SUPPLIED TEXT |
29 August 2009

How to Bury Yourself in the County

Well some of us love it in the country, but, actually moving to the country can be a bit daunting. For those of you who want some expertise on moving to the country, check out Vivian Ellis' witty 1960's tome, How to Bury Yourself In the Country.

"You don't know how lucky you are to live in the country -- away from it all," Ellis is told by a friend. He is appalled by that thought, as the stream is full of litter, people ask for directions, and quite often, children and grown men relieve themselves in the field. "All" seem to be right there in the front field! I know of what he speaks. My friends said, "You don't know how lucky you are to live in the country -- it's so quiet." I am here to tell you, the country is the nosiest place I have ever lived! Grant it, I rarely hear automatic weapons in West Virginia (in DC I could distinguish between a Uzi and an AK-47). Here, every drip, cricket, bird, and log truck are amplified ten-fold.

As for the neighbors around you, Ellis rightfully observes, "for the first ten years no one will recognize you officially. A stay of less than a decade means you are a visitor."

My first delivery from UPS caused some confusion for the driver. When he finally found me he exclaimed, "Why didn't you say you lived in Opal's house?" After several years, I still live in Opal's house.

Fear not, however, the country is a great place, so go out there and bury yourself! I am hopeful that one day the UPS man will utter the phrase, “Why didn’t you tell me you lived in Lucinda’s house?”

27 August 2009

Dominick Dunne, 1925 - 2009

My first stop when finding a Vanity Fair in my mailbox was to see what Dominick Dunne was up to. He was the quintessential outsiders, insider. His own story reads very much like the fiction he wrote.

WRITTEN PROBLEM 1 | In the blog entries about country living and Dominick Dunne, how long does Ellis say it takes before neighbors will recognize you officially?
WRITTEN PROBLEM 2 | Decide whether each statement agrees with the blog entries about country living and Dominick Dunne. For each one, answer yes or no and quote the words that decide it. (a) Ellis's book on moving to the country dates from the 1960s. (b) On finding a Vanity Fair in the mailbox, the writer first turned to Dominick Dunne. (c) The UPS driver now links the writer's home with the name Lucinda.
WRITTEN PROBLEM 3 | Extend the blog entries about country living and Dominick Dunne, picking up right after their final sentence.
The records that come next are separate material and have no connection to the blog entries.

(Records taken from a collection)
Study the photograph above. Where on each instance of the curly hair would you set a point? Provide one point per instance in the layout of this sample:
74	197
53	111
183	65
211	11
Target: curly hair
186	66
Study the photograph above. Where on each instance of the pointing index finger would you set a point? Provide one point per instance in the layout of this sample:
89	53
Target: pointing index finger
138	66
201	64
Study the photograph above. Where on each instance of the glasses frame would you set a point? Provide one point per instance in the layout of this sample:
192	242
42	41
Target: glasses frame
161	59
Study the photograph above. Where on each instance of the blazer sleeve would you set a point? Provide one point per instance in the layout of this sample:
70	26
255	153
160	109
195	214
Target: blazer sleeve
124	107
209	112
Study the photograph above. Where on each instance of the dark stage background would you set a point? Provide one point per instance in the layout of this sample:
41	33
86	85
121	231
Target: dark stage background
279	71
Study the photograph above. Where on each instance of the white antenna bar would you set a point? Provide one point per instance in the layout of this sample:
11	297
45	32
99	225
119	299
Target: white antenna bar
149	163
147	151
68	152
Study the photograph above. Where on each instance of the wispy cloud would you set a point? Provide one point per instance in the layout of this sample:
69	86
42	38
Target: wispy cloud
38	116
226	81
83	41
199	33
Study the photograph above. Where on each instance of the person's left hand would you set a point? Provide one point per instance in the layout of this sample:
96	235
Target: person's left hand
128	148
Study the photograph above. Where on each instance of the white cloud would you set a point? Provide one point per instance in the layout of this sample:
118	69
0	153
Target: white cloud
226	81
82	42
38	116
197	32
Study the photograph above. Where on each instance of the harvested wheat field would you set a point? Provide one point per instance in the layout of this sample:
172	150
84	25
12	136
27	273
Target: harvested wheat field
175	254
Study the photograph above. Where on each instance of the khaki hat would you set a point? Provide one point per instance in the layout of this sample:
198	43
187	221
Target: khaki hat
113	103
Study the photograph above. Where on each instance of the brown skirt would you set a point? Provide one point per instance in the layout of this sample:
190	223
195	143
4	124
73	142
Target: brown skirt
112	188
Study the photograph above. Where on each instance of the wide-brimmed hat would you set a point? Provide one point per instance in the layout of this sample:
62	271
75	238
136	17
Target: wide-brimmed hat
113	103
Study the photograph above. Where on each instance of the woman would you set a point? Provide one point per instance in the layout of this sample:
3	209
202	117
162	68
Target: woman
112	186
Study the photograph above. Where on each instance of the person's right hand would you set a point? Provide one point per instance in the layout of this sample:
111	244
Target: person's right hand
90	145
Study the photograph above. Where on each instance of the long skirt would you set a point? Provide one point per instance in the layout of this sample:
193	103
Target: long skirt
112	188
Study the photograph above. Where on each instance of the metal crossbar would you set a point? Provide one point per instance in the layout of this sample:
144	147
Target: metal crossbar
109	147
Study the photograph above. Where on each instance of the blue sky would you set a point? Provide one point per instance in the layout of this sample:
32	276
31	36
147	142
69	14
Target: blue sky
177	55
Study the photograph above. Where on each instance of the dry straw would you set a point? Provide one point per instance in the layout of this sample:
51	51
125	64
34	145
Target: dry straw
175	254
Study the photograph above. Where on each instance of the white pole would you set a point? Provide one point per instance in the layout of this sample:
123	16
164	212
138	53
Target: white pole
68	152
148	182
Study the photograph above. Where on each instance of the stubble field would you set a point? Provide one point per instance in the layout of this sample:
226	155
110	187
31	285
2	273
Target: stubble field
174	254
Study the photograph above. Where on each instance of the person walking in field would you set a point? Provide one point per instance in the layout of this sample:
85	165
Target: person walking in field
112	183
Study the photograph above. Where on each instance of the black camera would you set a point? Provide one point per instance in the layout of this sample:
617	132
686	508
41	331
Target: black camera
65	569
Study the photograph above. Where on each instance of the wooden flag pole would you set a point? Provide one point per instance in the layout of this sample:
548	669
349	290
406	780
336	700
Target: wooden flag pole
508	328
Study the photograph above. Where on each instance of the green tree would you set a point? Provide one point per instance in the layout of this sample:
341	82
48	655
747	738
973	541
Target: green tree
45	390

EXPECTED OUTPUT 1 | Ten years. A stay of less than a decade means you are a visitor.

EXPECTED OUTPUT 2 |
(a) Yes: "Vivian Ellis' witty 1960's tome, How to Bury Yourself In the Country."
(b) Yes: "My first stop when finding a Vanity Fair in my mailbox was to see what Dominick Dunne was up to."
(c) No: "After several years, I still live in Opal's house."

EXPECTED OUTPUT 3 |
In 1964, Dunne and his wife, Lenny, threw a lavish black and white ball to celebrate a decade of marriage. One of the guests was Truman Capote. Two years later, Capote replicated the idea for his famous black & white ball. He did not invite the Dunnes!

Finding himself on hard times, Dunne once sold everything he owned, including his dog.

I am rather fond of this image from Life, the way I will remember him, jaunty and inquisitive.

26 August 2009

Edward Moore Kennedy, 1932 - 2009

I was one of the thousands of people who worked for Senator Kennedy during his 46 years in the Senate. He will be greatly missed.

22 August 2009

The Reluctant Gardener

If you are a frequent reader, you will know that I have a love of all books Ethelind Fearon. Today I offer up the last in her “reluctant” series, The Reluctant Gardener. As with all of her "reluctant" titles, Fearon combines biting humor with sound advice.

“To be a real un-gardener needs a bit of skill and determination and I hope to help you with a bit of both, so you can continue playing at horticulture with pleasure and smile at those earnest hard-working folk who for all human purposes are as good as lost. Just let them go their busy ways and do not attempt to compete."
For Fearon, gardening, like entertaining and cooking should be done with whimsy and joy. She sweats the details and then reminds you not to sweat the details. Every garden should have a plan...

but it should have a good plan...

No matter how convenient it may be don't toss the compost out the kitchen door!

As a vegetable gardener who is about to embark on potato digging, I feel I should have read this passage sooner.

“You would be surprised how much of the grim toil undergone by the allotment holder is unnecessary. It is just a self-martyrdom inaugurated by Adam and hallowed by custom and tradition ever since. But you will find:

a. That half the things you sweat over are better bought than grown.
b. The ones that are better grown can be grown much more easily than you thought, and
c. Quite a lot of them will serve two purposes, thereby cutting out one operation, one ache, one moan.

Who wants to grow potatoes anyway?

Well, I wanted to grow them, and I also wanted to read Ethelind Fearon. In the end, I hope to do both, in a rather stylish hat.

19 August 2009

Etiquette Wednesday

Marion Harland was the pen name of Mary Virginia Hawes Terhune. In the late 1800’s and into the 20th Century she was force to be reckoned with. Long before the crass notion of “branding” Harland was just that – a brand. When she was growing up, her father instructed her tutor to: “Educate them as if they were boys and preparing for college,” At 23 she published her first novel, a book that sold over 100,000 copies.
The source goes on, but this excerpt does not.